▸ **Problem description**
Which lines run from the start of the data below to the line containing "column 29, row 76"? Set them down exactly, with none added.

▸ **Provided records**

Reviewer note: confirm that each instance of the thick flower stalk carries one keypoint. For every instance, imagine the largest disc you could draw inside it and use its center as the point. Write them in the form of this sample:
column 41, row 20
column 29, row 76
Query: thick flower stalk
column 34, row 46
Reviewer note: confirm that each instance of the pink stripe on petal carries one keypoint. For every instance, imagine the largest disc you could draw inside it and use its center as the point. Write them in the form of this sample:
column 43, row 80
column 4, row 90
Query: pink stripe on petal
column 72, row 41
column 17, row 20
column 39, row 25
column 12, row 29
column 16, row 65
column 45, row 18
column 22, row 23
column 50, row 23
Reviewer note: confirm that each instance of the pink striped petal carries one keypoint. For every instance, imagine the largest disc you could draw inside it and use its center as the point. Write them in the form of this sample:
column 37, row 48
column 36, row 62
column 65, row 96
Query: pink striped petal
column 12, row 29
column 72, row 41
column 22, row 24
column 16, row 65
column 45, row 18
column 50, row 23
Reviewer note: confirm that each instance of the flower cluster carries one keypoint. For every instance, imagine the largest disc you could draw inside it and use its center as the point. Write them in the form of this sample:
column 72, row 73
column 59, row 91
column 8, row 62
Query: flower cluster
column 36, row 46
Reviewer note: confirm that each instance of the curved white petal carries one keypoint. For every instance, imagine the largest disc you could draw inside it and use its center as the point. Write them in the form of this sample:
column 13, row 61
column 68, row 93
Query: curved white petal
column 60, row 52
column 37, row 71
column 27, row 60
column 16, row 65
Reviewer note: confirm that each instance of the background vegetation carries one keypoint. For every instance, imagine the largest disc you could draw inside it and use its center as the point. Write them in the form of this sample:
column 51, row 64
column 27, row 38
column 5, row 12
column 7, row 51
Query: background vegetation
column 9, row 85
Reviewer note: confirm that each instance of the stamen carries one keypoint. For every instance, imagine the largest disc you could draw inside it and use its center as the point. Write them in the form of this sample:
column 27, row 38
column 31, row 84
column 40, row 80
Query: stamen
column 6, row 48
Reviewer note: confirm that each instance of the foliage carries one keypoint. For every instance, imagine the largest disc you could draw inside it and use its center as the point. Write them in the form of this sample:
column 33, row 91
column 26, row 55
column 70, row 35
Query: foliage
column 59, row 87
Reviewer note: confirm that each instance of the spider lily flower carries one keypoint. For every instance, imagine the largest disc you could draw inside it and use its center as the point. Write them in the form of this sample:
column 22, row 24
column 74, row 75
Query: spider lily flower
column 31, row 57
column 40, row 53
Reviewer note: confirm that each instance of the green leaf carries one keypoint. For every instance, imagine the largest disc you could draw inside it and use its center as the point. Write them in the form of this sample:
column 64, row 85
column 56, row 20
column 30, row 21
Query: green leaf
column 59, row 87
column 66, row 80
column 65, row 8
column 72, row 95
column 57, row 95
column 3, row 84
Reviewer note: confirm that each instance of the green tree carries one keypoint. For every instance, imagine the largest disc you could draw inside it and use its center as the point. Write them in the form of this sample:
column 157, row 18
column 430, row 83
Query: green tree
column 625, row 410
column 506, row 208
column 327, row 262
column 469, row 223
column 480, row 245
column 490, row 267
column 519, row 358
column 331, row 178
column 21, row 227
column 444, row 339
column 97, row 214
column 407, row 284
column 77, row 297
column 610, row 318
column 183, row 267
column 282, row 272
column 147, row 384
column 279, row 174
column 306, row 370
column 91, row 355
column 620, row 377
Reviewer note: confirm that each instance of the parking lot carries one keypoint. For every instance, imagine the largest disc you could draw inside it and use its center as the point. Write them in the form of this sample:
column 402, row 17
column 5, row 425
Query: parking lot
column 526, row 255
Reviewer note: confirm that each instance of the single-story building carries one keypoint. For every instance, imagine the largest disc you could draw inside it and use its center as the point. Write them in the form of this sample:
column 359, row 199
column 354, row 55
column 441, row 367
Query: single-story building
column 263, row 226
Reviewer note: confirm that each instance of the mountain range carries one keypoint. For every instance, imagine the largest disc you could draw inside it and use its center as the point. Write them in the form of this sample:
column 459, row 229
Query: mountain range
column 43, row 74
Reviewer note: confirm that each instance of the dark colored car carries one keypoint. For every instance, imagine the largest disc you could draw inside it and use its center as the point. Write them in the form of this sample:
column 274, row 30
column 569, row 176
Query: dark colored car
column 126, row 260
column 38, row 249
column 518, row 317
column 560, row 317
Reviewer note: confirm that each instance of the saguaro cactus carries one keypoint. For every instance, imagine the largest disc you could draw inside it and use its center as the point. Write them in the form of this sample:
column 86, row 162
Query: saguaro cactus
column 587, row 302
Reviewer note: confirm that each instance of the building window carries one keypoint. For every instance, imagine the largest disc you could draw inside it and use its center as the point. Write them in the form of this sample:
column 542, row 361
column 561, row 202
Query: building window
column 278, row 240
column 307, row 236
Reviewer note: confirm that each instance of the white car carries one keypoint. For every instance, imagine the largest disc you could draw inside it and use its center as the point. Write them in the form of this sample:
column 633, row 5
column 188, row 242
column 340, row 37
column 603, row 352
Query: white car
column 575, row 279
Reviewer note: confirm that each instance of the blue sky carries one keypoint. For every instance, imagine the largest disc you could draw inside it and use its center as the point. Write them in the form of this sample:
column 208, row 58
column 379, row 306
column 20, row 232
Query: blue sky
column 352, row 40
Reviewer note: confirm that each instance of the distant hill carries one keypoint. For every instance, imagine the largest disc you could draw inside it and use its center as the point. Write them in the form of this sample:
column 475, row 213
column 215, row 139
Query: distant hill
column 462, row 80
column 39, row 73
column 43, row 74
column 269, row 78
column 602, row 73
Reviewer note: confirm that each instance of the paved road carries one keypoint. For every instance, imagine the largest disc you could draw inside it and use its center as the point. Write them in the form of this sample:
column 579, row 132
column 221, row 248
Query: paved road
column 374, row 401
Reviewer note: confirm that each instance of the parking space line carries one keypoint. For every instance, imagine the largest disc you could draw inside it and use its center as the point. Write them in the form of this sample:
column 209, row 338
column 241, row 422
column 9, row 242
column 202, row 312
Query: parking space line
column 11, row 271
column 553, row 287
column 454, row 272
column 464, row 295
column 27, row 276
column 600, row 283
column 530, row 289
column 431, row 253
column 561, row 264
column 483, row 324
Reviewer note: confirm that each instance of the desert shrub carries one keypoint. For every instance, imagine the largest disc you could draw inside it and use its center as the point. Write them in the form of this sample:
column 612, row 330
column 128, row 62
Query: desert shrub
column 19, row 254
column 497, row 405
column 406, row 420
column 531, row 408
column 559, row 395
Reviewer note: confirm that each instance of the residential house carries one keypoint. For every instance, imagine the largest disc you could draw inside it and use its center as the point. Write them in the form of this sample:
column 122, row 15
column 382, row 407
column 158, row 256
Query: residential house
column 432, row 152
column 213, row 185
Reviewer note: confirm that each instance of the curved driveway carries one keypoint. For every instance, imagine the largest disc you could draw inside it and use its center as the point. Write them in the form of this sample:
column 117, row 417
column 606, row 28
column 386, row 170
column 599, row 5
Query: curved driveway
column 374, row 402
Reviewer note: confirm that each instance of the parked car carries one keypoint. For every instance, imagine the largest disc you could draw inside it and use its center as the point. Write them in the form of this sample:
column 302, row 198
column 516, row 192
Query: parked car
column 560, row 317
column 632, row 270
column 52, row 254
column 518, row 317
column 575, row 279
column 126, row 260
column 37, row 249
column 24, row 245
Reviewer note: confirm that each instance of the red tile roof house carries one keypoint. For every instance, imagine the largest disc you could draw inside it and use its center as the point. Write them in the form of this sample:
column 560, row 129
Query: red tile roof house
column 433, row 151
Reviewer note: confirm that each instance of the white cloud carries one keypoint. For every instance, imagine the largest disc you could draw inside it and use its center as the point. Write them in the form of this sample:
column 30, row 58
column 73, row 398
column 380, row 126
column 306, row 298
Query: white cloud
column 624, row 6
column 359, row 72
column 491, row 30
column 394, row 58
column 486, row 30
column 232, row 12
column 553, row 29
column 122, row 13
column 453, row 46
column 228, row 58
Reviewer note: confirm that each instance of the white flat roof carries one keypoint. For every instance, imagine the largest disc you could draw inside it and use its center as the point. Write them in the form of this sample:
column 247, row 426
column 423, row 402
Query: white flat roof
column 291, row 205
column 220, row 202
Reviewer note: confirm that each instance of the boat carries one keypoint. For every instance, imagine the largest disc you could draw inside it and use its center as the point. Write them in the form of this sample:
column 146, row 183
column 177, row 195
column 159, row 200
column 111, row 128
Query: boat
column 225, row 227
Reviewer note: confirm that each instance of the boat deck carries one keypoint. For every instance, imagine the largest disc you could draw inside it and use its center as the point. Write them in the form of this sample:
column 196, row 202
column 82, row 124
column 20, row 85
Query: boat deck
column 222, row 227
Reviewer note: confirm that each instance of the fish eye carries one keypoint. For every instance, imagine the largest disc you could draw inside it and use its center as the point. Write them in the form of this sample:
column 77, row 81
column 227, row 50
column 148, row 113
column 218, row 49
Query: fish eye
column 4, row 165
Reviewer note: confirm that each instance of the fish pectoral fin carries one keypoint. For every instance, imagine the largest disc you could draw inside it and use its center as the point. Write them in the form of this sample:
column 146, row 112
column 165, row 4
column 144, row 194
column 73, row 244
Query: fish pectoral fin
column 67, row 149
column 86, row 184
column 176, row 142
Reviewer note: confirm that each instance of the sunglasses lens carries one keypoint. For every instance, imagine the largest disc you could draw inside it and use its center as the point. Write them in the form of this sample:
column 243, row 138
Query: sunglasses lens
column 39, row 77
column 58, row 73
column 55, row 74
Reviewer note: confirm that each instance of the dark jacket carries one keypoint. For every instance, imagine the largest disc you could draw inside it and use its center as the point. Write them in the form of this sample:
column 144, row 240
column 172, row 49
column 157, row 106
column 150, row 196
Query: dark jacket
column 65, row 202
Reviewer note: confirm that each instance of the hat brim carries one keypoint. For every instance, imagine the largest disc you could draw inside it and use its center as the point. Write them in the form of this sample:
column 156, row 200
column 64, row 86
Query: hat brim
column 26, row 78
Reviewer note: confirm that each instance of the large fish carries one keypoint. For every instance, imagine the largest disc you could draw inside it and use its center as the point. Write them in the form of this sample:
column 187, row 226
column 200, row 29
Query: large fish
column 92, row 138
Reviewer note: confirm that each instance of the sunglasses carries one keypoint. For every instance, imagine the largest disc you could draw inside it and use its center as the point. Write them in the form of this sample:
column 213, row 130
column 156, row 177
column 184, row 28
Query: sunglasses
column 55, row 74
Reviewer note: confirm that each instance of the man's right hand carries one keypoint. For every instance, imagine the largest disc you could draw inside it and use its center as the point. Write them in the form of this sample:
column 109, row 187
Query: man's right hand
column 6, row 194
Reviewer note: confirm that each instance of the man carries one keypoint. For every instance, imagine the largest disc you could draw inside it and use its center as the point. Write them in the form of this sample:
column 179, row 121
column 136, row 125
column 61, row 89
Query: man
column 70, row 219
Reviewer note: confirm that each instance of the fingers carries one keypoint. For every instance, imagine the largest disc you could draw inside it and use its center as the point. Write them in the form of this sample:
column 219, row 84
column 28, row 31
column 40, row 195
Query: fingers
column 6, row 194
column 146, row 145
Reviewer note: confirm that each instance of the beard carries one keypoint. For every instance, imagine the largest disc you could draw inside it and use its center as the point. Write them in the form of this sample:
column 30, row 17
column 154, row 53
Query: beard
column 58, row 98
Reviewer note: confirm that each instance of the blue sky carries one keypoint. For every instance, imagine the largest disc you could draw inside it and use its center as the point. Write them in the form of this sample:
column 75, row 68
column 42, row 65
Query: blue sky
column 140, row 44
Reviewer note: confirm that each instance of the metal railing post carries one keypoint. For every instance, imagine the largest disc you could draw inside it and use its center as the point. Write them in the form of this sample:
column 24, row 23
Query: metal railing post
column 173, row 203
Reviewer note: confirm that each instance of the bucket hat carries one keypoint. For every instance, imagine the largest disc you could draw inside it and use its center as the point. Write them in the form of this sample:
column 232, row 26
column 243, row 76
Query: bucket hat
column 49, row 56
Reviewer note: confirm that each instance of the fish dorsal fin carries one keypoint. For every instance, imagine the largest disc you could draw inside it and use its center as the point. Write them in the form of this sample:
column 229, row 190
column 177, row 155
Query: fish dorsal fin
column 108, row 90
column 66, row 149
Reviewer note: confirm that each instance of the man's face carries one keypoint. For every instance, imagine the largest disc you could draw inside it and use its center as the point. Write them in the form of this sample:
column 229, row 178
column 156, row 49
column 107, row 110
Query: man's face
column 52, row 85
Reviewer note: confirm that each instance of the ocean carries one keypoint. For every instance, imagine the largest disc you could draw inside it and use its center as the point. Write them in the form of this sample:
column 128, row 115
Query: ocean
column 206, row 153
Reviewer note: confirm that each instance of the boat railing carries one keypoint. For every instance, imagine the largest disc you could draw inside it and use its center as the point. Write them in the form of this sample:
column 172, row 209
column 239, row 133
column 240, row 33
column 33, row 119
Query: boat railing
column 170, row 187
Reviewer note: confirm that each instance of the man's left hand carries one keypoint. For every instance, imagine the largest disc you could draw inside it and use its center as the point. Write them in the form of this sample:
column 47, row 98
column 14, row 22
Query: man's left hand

▸ **Answer below**
Reviewer note: confirm that each instance of the thick flower stalk carries one keypoint. For every instance, imagine the largest disc you could draw inside it and use its center as the point. Write them in the form of this sample:
column 41, row 20
column 29, row 76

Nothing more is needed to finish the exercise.